-- YOUR TASK --
Nothing in the entries may be altered; copy them in full.

Natural-language object grounding data:
....................

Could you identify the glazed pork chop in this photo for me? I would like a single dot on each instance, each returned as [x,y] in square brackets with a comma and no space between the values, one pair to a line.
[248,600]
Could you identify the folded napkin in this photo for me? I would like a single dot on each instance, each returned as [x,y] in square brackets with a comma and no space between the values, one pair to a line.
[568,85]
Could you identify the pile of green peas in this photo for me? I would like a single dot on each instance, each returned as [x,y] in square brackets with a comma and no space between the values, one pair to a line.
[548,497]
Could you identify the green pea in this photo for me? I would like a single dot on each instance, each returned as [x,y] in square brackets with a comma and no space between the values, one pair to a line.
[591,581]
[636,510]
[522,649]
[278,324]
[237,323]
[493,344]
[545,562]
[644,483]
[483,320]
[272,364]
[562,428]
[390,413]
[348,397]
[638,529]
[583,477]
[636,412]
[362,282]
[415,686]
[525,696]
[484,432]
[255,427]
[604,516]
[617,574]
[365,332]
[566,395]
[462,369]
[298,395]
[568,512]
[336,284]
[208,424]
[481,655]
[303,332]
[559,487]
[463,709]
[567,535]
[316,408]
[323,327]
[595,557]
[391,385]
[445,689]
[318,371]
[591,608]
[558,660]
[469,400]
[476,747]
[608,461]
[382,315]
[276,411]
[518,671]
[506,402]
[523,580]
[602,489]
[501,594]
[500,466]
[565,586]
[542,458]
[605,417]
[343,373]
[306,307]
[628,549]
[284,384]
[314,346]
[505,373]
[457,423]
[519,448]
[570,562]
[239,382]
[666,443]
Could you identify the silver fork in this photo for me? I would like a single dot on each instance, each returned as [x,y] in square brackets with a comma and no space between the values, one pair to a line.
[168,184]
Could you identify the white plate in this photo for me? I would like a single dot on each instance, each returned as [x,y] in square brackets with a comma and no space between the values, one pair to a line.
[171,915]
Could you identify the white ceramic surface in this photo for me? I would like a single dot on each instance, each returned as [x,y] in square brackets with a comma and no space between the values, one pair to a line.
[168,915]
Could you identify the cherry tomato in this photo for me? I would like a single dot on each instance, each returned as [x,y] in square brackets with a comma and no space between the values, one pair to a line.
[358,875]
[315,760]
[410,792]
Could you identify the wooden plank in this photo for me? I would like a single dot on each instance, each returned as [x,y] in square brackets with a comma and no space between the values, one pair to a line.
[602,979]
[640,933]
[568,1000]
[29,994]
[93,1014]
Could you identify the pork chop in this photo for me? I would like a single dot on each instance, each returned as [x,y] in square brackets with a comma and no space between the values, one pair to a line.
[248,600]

....................

-- RESULT --
Could you identify the glazed pork chop in this photo for me? I would like a single dot on each instance, each returned as [x,y] in square brackets with a comma and no space between the values, one pair to a line.
[248,600]
Could you identify the folded napkin in this photo for me? I would like a single dot on each instance, each returned as [x,y] in square brackets with a comma and no space between the values, one pair to a line.
[568,85]
Could you identify the pile of green peas in this photo for me? I would like a single dot on each instance, each returned as [x,y] in square brackets with a comma and no space between the values, one pair to a line.
[548,497]
Could you identify the green pea in this photo for me? I would like a single dot on each instance, each returned as [x,y] in square brackets with a comma and no space between the values, one pair to a line.
[591,581]
[636,510]
[522,649]
[278,324]
[237,323]
[493,344]
[545,562]
[644,483]
[483,320]
[272,364]
[562,428]
[390,413]
[348,397]
[638,529]
[583,477]
[636,412]
[362,282]
[415,686]
[525,696]
[484,432]
[255,427]
[604,516]
[617,574]
[365,332]
[566,395]
[462,369]
[298,395]
[568,512]
[336,284]
[208,424]
[481,655]
[303,332]
[559,487]
[463,709]
[567,535]
[316,408]
[323,327]
[595,557]
[391,385]
[445,689]
[318,371]
[591,608]
[558,660]
[469,400]
[476,747]
[608,461]
[382,315]
[276,411]
[518,671]
[506,402]
[523,580]
[602,489]
[501,594]
[500,466]
[565,586]
[542,458]
[605,417]
[343,373]
[306,307]
[628,549]
[284,384]
[314,346]
[505,373]
[457,423]
[519,448]
[570,562]
[239,382]
[666,443]
Could you identify the silver fork in this photo for me? I would like a single dot on each instance, each returned as [x,y] in square brackets with a comma and no space between the values, one pair to a line.
[168,184]
Could you identify the white plate in this photo for me? I would like a single dot on each instance, each returned as [x,y] in square brackets with a comma and no space between the values, one pair to a line.
[171,915]
Could you identify the white ceramic surface in this photo for me? I would like a single dot on each instance, each returned as [x,y] in square brackets with a comma and no space between the values, one pair to a line.
[168,915]
Could you identify the cherry tomato in this photo for me? I would like a single dot on each instance, each returned as [x,y] in square brackets with a comma and no space between the values, one pair to a line.
[358,875]
[315,760]
[410,792]
Could you identify the wooden plank in this photo for me? I would like a single dot on each instance, each returned as [x,y] in square brackets with a comma and no space between the values, one pair to a line.
[602,979]
[640,933]
[568,1000]
[29,994]
[93,1014]
Could you identify the pork chop in this photo for me? I would like a single dot on each instance, each returned as [x,y] in square brackets with a comma and no space between the values, one pair to a line.
[248,600]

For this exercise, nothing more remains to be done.